TASK GOAL = Every line of the data must be copied exactly.

EXERCISE INPUTS =
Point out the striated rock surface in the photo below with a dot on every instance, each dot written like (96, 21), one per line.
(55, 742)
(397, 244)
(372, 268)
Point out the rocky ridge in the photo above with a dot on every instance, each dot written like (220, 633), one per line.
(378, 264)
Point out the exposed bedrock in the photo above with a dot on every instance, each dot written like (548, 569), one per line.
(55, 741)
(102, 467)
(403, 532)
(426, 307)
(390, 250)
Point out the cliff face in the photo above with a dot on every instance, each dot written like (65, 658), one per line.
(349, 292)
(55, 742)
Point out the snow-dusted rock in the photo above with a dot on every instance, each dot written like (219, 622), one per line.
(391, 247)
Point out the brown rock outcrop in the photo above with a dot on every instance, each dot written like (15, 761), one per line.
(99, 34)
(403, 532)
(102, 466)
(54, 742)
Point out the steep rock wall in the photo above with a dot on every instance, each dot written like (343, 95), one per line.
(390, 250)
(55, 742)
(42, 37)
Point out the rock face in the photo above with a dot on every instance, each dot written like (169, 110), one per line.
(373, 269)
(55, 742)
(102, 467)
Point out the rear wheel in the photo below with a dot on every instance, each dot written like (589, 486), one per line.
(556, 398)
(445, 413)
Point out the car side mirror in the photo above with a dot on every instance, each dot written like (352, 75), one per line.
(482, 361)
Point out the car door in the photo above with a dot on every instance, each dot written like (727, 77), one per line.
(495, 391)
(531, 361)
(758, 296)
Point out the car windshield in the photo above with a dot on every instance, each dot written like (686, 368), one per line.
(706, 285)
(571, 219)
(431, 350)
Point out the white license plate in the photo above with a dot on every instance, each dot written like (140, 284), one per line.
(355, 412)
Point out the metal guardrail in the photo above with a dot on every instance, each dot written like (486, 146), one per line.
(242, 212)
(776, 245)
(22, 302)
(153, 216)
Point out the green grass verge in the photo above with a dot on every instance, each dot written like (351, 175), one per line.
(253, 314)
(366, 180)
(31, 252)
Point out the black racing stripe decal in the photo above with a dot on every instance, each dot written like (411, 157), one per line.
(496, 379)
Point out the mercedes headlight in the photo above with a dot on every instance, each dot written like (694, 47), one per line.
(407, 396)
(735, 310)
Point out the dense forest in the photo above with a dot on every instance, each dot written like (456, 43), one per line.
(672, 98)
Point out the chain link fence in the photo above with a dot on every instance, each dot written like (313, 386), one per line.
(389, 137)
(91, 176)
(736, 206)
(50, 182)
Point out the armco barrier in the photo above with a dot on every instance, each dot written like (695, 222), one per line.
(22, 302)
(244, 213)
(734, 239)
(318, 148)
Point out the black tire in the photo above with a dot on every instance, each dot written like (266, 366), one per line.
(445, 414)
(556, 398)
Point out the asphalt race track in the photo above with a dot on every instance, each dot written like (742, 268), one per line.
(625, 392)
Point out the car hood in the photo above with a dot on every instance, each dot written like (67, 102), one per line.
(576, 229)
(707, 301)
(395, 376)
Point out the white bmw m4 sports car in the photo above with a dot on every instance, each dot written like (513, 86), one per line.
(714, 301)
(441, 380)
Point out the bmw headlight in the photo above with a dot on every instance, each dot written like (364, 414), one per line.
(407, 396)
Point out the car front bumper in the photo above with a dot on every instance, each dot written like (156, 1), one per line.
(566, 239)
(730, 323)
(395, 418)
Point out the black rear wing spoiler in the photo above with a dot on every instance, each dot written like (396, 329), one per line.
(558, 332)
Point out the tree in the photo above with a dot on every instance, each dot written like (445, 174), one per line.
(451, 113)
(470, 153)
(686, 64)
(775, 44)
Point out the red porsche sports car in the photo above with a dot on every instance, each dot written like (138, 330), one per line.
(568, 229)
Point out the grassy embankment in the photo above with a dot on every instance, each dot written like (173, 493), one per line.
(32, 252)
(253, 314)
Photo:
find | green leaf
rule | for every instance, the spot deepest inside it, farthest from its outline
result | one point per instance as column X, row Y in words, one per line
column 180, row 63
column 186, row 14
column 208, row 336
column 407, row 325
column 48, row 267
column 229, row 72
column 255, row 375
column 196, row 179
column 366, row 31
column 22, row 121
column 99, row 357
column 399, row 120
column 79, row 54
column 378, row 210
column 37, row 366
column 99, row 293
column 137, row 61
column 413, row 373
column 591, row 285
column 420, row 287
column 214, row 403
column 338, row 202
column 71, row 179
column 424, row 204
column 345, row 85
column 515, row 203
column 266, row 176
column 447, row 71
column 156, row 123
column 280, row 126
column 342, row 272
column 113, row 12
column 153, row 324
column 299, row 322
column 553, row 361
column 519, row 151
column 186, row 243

RESPONSE TO THIS EXERCISE =
Point out the striated rock surface in the photo below with a dot on every instance, each dot written like (96, 21), one per line.
(55, 742)
(397, 244)
(372, 268)
Point out the rocky ridge in the photo above with a dot on every instance, each dot written like (220, 633), one per line.
(378, 264)
Point out the exposed bedrock in the photo above with a dot on every instance, each dot written like (548, 569), one per line.
(55, 741)
(102, 467)
(403, 532)
(426, 307)
(390, 250)
Point out the cliff face in the photo above with a dot on every instance, each dot written like (65, 658), one per line.
(349, 292)
(55, 742)
Point out the snow-dusted rock in the photo above with a dot on every instance, each dot written like (219, 622), one per line.
(391, 247)
Point out the brown rock outcrop in the photo above with a dot on every instance, each dot written like (15, 761), one per line.
(99, 34)
(403, 532)
(102, 466)
(54, 742)
Point out the steep rock wall in the photo above with a dot on every instance, each dot written like (343, 95), one per line.
(390, 250)
(55, 742)
(42, 37)
Point out the rock face in the photo above with a dot on every instance, each dot written like (169, 110), one per line.
(373, 269)
(55, 742)
(102, 467)
Point out the rear wheel in the photo below with a dot on every instance, each dot written like (589, 486), one per line.
(556, 398)
(445, 413)
Point out the car side mirror in the photo above with a dot on every instance, each dot written like (352, 75), one per line.
(482, 361)
Point out the car door in the photo above with a dot on every instance, each dot written like (727, 77), one per line.
(495, 391)
(531, 361)
(758, 296)
Point out the car windshield in the photo above with a dot on every instance, each dot written like (686, 368), one per line.
(706, 285)
(571, 219)
(431, 350)
Point out the white license plate in the photo above with a dot on every instance, each dot written like (140, 284), one per line.
(355, 412)
Point out the metal guardrail in the photo above with a dot on every instance, each dot written like (486, 146), one per line.
(242, 212)
(776, 245)
(22, 302)
(153, 216)
Point out the green grass verge in the photo above with a dot on every instance, each dot written like (351, 175), one per line.
(253, 314)
(366, 180)
(31, 252)
Point out the black racing stripe decal in the photo above with a dot on every instance, each dot written like (411, 157), one per line.
(496, 379)
Point out the mercedes headlight in the photo above with a dot on every instance, each dot written like (694, 47), one per line.
(407, 396)
(735, 310)
Point out the dense forest in the photo above with a dot on every instance, each dot written like (456, 43), one per line.
(672, 98)
Point out the chain link fence in the photo above with a dot on every instance, each dot written like (313, 386), one per line.
(389, 137)
(91, 176)
(736, 206)
(50, 182)
Point out the armco barrier in the photo above with a dot on every instance, each dot written like (695, 222), one per line.
(22, 302)
(244, 213)
(734, 239)
(318, 148)
Point out the black tire in the photo above with a dot on every instance, each dot written like (266, 366), one per line.
(445, 414)
(556, 398)
Point out the asphalt race track in the photo above with a dot on every instance, each dot written like (742, 268), one per line.
(625, 392)
Point out the car hood in the photo above with a dot on every instance, each dot written like (67, 102), one per line.
(576, 229)
(707, 301)
(395, 376)
Point out the white bmw m4 sports car in the photo above with a dot on every instance, each dot written like (513, 86), one per line.
(714, 301)
(441, 380)
Point out the bmw headlight in the photo above with a dot on every instance, each dot written like (364, 414), one per line.
(407, 396)
Point out the car front bumper in the photo above with a dot on every instance, each dot written like (156, 1), one per line.
(566, 239)
(730, 323)
(395, 418)
Point out the black rear wing spoiler in the photo above with a dot on every instance, each dot written like (396, 329), one per line.
(558, 332)
Point out the tree in the photo above with a dot on every instance, each dot written like (445, 174), one per line.
(451, 113)
(470, 153)
(686, 64)
(775, 44)
Point out the red porsche sports car in the photo above with a dot on every instance, each dot written like (138, 330), one per line.
(568, 229)
Point out the grassy embankment in the photo above with a dot on every instance, each dot written like (173, 493), one per line.
(32, 252)
(253, 314)
Photo:
find | green leaf
rule | for every instance, the spot deepest inside it, farthest from its outline
result | one point per instance as column X, row Y in words, one per line
column 180, row 63
column 186, row 14
column 208, row 336
column 407, row 325
column 48, row 267
column 229, row 72
column 255, row 375
column 196, row 179
column 366, row 31
column 22, row 121
column 99, row 357
column 399, row 120
column 79, row 54
column 378, row 210
column 37, row 366
column 99, row 293
column 137, row 61
column 413, row 373
column 591, row 285
column 420, row 287
column 214, row 403
column 338, row 202
column 71, row 179
column 424, row 204
column 345, row 85
column 515, row 203
column 266, row 176
column 447, row 71
column 156, row 123
column 280, row 126
column 342, row 272
column 113, row 12
column 153, row 324
column 299, row 322
column 553, row 361
column 519, row 151
column 186, row 243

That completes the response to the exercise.